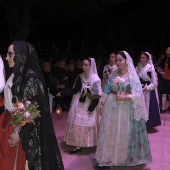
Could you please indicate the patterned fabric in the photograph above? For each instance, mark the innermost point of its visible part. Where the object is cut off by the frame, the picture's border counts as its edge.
(38, 140)
(123, 140)
(82, 126)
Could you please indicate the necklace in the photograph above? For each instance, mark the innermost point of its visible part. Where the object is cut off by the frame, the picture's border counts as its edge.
(123, 73)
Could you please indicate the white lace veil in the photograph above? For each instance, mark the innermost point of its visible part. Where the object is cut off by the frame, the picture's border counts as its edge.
(140, 111)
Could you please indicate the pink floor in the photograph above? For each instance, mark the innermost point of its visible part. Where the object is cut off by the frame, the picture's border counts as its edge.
(159, 139)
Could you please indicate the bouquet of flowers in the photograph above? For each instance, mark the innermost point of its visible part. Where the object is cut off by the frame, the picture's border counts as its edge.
(24, 112)
(108, 71)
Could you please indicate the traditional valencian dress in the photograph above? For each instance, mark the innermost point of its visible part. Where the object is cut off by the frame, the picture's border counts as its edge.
(82, 126)
(38, 139)
(149, 79)
(123, 137)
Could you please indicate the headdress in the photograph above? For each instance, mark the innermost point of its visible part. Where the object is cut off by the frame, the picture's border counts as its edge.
(138, 101)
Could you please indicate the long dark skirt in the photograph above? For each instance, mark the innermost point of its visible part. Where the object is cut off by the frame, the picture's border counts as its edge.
(154, 112)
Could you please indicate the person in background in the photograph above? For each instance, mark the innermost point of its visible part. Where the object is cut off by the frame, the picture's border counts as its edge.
(123, 139)
(82, 124)
(78, 65)
(61, 71)
(2, 85)
(99, 67)
(36, 142)
(149, 80)
(163, 68)
(108, 69)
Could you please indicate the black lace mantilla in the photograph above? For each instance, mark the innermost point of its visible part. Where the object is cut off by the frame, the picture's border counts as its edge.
(38, 140)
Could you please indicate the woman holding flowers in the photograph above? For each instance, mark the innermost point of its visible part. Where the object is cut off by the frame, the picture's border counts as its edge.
(34, 138)
(123, 137)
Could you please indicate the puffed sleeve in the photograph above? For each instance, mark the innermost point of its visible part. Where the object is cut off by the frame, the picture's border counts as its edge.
(109, 86)
(96, 96)
(2, 78)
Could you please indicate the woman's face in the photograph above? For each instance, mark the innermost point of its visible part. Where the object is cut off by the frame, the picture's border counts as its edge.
(121, 62)
(10, 56)
(86, 66)
(143, 59)
(112, 58)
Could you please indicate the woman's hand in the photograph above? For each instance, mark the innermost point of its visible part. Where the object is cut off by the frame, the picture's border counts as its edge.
(120, 97)
(14, 140)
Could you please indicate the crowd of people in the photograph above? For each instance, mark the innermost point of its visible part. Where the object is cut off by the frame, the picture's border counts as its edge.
(110, 106)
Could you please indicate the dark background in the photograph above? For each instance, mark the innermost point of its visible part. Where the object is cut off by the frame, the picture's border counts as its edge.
(86, 27)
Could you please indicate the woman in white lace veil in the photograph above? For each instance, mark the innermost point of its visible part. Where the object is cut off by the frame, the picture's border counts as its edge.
(123, 137)
(149, 81)
(82, 125)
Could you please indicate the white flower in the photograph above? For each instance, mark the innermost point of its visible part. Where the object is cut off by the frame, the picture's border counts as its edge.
(27, 114)
(21, 106)
(28, 103)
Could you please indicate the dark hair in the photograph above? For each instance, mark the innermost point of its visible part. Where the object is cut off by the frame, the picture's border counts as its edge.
(122, 54)
(147, 56)
(88, 59)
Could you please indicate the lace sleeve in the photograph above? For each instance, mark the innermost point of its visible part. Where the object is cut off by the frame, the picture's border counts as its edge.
(30, 133)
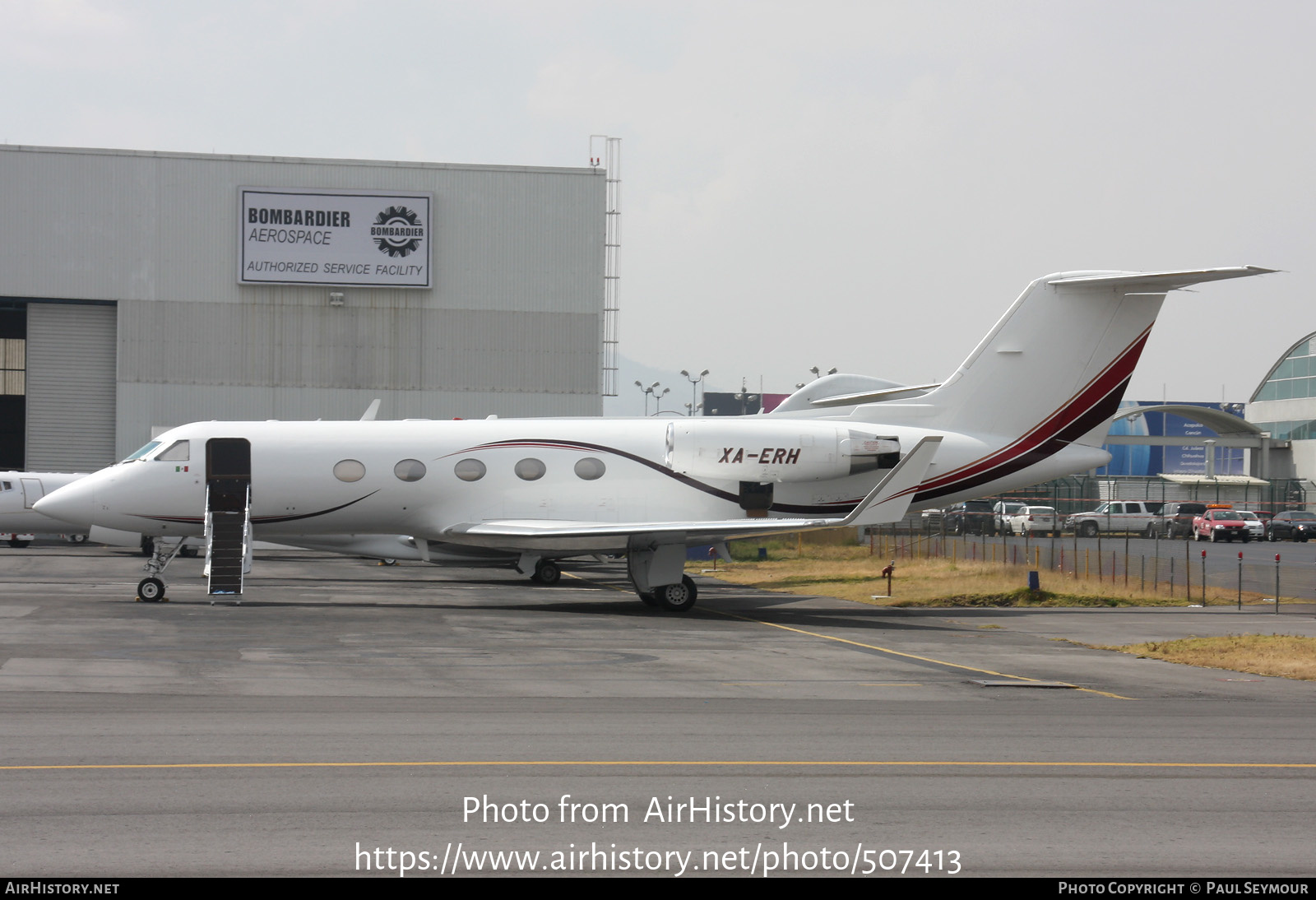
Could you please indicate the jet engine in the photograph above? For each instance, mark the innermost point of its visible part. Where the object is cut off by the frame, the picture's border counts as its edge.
(787, 450)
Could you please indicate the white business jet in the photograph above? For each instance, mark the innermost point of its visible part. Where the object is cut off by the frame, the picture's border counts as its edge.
(1031, 403)
(19, 495)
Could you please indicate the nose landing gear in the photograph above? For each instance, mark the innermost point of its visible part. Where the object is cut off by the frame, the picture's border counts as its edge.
(151, 588)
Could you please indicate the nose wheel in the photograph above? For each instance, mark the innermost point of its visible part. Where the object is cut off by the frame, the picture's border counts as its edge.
(151, 590)
(546, 573)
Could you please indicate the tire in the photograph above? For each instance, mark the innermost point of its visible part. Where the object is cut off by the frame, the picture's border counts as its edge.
(677, 597)
(546, 573)
(151, 590)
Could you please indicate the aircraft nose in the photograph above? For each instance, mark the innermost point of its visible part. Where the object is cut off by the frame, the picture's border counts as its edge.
(72, 503)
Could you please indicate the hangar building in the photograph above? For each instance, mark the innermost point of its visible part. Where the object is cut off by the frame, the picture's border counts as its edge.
(141, 291)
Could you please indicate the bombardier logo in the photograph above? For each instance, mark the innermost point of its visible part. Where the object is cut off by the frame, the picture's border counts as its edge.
(398, 232)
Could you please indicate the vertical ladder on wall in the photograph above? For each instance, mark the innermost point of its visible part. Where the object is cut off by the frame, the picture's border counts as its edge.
(228, 544)
(609, 158)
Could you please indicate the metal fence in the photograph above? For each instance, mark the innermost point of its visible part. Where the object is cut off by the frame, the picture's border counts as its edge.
(1168, 568)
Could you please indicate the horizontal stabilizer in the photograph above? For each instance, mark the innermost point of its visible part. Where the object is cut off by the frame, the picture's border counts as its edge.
(885, 503)
(1164, 281)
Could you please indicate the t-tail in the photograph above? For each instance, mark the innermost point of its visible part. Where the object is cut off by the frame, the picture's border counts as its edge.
(1056, 364)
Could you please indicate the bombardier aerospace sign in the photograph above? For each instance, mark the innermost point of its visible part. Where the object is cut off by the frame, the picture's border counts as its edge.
(335, 239)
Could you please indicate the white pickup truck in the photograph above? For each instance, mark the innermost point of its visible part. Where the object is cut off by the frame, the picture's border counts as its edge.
(1114, 516)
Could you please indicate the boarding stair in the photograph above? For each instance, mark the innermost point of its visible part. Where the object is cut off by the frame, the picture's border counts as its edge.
(228, 538)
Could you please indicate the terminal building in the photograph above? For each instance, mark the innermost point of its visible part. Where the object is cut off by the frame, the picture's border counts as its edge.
(1285, 407)
(140, 291)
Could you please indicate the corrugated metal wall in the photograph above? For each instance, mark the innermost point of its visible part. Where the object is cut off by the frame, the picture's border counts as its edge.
(392, 349)
(72, 388)
(512, 325)
(120, 225)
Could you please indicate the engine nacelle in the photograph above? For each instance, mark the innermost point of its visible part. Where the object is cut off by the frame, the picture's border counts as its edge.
(786, 450)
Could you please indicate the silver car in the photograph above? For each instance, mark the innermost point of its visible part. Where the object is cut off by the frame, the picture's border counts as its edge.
(1032, 520)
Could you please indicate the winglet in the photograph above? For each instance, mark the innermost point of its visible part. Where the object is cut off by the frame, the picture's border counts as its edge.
(888, 502)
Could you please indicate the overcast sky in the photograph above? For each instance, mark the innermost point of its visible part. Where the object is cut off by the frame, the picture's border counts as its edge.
(855, 184)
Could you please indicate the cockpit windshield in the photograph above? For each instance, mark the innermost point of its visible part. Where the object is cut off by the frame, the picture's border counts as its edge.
(144, 452)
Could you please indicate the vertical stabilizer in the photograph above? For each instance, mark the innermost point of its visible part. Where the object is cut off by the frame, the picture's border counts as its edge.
(1056, 364)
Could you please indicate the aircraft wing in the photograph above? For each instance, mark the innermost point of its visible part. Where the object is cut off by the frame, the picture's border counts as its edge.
(888, 502)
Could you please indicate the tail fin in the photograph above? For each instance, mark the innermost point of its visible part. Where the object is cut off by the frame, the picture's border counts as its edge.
(1063, 355)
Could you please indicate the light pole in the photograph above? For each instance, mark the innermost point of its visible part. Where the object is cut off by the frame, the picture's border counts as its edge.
(646, 392)
(694, 388)
(658, 401)
(745, 397)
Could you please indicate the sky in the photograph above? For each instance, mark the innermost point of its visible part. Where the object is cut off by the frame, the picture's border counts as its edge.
(864, 186)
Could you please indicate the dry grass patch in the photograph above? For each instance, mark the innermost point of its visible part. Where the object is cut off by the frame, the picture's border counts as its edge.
(852, 574)
(1282, 656)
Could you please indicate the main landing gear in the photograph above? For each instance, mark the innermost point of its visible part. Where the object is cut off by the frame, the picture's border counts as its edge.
(673, 597)
(658, 574)
(151, 588)
(541, 571)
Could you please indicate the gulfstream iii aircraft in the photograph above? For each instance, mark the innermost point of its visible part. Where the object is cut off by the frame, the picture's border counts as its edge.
(1028, 404)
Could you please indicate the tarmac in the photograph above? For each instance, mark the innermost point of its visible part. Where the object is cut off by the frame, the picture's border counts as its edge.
(346, 707)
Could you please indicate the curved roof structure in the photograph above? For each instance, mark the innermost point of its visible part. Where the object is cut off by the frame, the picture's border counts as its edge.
(1300, 350)
(1221, 423)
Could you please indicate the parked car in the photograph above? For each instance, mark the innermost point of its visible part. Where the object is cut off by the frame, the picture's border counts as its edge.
(1254, 522)
(1217, 524)
(932, 520)
(1293, 525)
(1003, 511)
(969, 517)
(1175, 520)
(1032, 520)
(1114, 516)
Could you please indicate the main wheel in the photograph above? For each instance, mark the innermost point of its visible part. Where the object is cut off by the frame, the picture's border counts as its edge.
(546, 573)
(151, 590)
(677, 597)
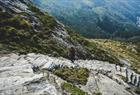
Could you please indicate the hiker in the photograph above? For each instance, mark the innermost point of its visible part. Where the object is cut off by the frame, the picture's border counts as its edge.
(72, 54)
(35, 68)
(126, 72)
(138, 85)
(116, 67)
(131, 77)
(135, 80)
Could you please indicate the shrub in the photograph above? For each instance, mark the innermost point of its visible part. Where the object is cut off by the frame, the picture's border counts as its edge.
(72, 89)
(73, 75)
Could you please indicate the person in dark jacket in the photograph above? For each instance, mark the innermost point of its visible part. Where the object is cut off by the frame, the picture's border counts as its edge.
(72, 54)
(135, 80)
(131, 78)
(138, 85)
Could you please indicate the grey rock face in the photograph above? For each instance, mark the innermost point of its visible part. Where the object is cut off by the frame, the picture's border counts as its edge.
(18, 78)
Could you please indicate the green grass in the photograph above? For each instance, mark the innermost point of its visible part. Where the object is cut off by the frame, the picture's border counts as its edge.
(137, 90)
(123, 50)
(73, 75)
(73, 90)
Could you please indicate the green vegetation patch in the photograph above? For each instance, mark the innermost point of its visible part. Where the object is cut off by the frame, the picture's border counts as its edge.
(73, 90)
(93, 48)
(137, 90)
(73, 75)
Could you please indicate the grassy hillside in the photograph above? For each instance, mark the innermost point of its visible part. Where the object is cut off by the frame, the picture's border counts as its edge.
(124, 50)
(18, 34)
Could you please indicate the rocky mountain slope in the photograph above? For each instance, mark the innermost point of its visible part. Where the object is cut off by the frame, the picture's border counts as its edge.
(92, 17)
(24, 28)
(51, 78)
(33, 51)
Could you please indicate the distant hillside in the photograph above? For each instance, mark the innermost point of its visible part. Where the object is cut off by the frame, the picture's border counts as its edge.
(97, 18)
(130, 52)
(25, 29)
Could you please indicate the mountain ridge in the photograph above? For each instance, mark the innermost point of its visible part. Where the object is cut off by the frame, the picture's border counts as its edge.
(97, 19)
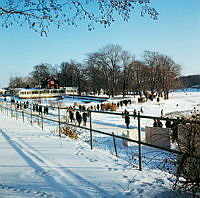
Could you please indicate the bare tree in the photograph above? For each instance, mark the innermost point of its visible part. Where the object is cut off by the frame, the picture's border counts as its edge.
(163, 73)
(41, 14)
(111, 59)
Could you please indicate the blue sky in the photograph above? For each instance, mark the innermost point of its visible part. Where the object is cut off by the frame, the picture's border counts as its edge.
(176, 33)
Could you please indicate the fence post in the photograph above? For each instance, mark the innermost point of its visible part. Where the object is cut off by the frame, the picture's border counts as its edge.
(23, 114)
(42, 120)
(91, 129)
(59, 121)
(114, 144)
(139, 144)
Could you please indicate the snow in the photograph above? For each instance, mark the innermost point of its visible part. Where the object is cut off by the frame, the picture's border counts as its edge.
(39, 163)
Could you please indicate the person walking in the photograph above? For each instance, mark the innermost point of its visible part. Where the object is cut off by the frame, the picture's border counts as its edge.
(84, 118)
(127, 119)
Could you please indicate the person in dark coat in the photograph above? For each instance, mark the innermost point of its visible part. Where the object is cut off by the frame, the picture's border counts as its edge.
(71, 115)
(168, 123)
(78, 118)
(84, 118)
(135, 113)
(159, 123)
(174, 128)
(127, 120)
(155, 124)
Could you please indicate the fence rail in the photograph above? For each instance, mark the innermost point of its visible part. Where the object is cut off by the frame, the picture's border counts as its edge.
(8, 107)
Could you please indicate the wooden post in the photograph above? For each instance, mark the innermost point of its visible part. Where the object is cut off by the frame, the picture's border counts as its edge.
(91, 140)
(115, 144)
(139, 144)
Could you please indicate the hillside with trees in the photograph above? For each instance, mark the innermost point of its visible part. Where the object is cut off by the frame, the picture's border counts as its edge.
(110, 70)
(191, 81)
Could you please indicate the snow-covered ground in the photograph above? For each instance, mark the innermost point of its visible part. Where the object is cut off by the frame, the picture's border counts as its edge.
(38, 163)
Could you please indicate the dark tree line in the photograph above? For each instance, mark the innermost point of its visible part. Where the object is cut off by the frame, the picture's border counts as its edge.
(39, 15)
(191, 81)
(111, 70)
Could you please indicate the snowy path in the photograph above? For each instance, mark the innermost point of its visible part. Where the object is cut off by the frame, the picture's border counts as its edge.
(36, 163)
(46, 162)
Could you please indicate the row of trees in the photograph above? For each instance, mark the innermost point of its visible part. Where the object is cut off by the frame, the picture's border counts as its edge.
(111, 69)
(40, 15)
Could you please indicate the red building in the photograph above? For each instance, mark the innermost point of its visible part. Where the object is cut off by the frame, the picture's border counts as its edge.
(53, 84)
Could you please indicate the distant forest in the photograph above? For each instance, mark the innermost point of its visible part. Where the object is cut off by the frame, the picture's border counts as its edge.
(191, 81)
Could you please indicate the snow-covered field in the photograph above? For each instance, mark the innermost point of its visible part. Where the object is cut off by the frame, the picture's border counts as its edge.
(38, 163)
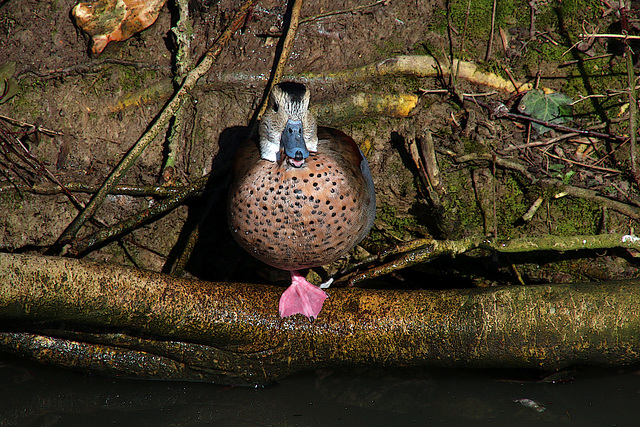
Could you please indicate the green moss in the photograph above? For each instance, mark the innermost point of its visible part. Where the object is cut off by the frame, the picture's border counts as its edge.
(573, 216)
(397, 226)
(512, 204)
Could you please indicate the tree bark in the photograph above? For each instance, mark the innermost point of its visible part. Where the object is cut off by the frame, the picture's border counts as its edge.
(123, 321)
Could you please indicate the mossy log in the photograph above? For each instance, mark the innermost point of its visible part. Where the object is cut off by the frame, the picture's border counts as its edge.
(123, 321)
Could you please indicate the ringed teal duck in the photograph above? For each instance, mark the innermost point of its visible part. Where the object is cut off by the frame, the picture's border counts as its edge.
(301, 196)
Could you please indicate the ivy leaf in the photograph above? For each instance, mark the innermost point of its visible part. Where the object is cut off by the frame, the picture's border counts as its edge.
(550, 107)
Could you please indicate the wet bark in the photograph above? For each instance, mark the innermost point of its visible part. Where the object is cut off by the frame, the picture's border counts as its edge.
(121, 321)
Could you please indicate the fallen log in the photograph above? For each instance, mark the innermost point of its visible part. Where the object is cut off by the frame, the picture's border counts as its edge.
(122, 321)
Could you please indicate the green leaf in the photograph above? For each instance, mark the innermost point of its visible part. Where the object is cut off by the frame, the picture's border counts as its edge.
(552, 107)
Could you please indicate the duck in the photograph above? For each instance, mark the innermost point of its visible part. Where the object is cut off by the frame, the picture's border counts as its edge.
(301, 195)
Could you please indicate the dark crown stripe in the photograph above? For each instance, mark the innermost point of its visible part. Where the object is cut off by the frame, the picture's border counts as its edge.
(295, 90)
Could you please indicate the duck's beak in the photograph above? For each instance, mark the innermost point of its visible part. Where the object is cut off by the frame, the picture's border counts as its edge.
(292, 142)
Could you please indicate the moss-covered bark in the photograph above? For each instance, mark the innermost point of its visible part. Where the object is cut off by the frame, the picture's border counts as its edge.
(154, 326)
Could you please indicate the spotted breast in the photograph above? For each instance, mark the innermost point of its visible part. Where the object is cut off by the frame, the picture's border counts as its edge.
(301, 196)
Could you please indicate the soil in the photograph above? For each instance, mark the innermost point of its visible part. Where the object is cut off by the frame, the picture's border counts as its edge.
(98, 108)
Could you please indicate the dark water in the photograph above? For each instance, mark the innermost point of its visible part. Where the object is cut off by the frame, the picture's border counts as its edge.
(36, 396)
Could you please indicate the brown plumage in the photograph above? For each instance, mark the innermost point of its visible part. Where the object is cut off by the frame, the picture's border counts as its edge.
(293, 212)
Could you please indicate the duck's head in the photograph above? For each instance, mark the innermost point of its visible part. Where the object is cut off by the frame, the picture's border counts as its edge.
(288, 129)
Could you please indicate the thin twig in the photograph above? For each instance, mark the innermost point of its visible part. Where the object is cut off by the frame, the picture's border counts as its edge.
(633, 106)
(164, 117)
(80, 187)
(487, 57)
(501, 111)
(340, 12)
(285, 51)
(81, 246)
(584, 165)
(277, 73)
(38, 128)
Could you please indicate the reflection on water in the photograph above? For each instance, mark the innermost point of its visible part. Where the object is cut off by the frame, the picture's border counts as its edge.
(35, 396)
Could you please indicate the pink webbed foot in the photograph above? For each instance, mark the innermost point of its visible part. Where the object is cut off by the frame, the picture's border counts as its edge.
(302, 297)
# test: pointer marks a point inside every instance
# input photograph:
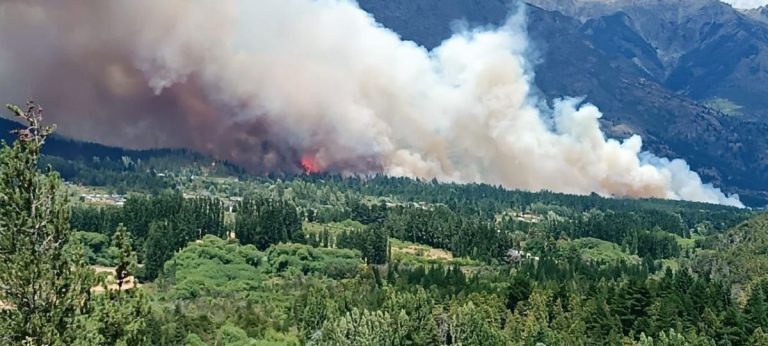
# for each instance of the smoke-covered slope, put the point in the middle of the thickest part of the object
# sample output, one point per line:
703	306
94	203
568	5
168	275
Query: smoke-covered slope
617	69
275	83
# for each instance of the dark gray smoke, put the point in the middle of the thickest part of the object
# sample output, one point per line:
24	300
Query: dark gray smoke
266	83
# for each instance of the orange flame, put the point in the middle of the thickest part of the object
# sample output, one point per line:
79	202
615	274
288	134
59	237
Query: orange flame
309	164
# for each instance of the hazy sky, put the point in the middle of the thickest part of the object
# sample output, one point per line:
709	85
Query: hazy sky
746	3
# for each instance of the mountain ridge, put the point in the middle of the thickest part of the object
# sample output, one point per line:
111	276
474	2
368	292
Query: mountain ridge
576	59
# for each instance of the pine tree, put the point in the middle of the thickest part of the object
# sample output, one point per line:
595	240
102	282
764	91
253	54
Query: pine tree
120	316
756	311
157	249
44	281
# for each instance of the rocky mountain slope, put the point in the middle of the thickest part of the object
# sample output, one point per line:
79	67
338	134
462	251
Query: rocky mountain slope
688	79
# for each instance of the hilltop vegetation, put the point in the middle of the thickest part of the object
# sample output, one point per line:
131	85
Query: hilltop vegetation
328	260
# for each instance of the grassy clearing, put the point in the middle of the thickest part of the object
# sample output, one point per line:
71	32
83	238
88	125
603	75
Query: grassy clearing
412	253
592	249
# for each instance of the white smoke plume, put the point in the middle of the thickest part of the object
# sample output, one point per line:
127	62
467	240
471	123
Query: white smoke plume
267	82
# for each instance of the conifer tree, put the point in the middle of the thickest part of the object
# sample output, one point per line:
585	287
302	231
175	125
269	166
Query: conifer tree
44	281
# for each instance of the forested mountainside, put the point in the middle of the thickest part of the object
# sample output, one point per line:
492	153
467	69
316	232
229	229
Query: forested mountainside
686	75
192	255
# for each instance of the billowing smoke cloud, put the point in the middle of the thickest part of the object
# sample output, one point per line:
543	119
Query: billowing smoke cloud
266	83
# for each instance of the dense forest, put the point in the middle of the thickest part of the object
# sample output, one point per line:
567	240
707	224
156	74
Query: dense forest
195	252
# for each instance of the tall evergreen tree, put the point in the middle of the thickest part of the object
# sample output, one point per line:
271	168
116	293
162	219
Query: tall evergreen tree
44	282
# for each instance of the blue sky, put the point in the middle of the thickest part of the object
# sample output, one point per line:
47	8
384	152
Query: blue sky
746	3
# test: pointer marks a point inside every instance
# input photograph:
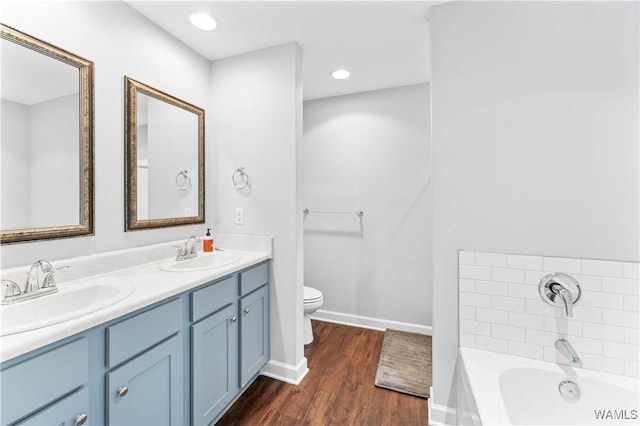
++++
Aim – State how many lines of the records contain the word "clearing", and reply with that number alone.

Correct output – 2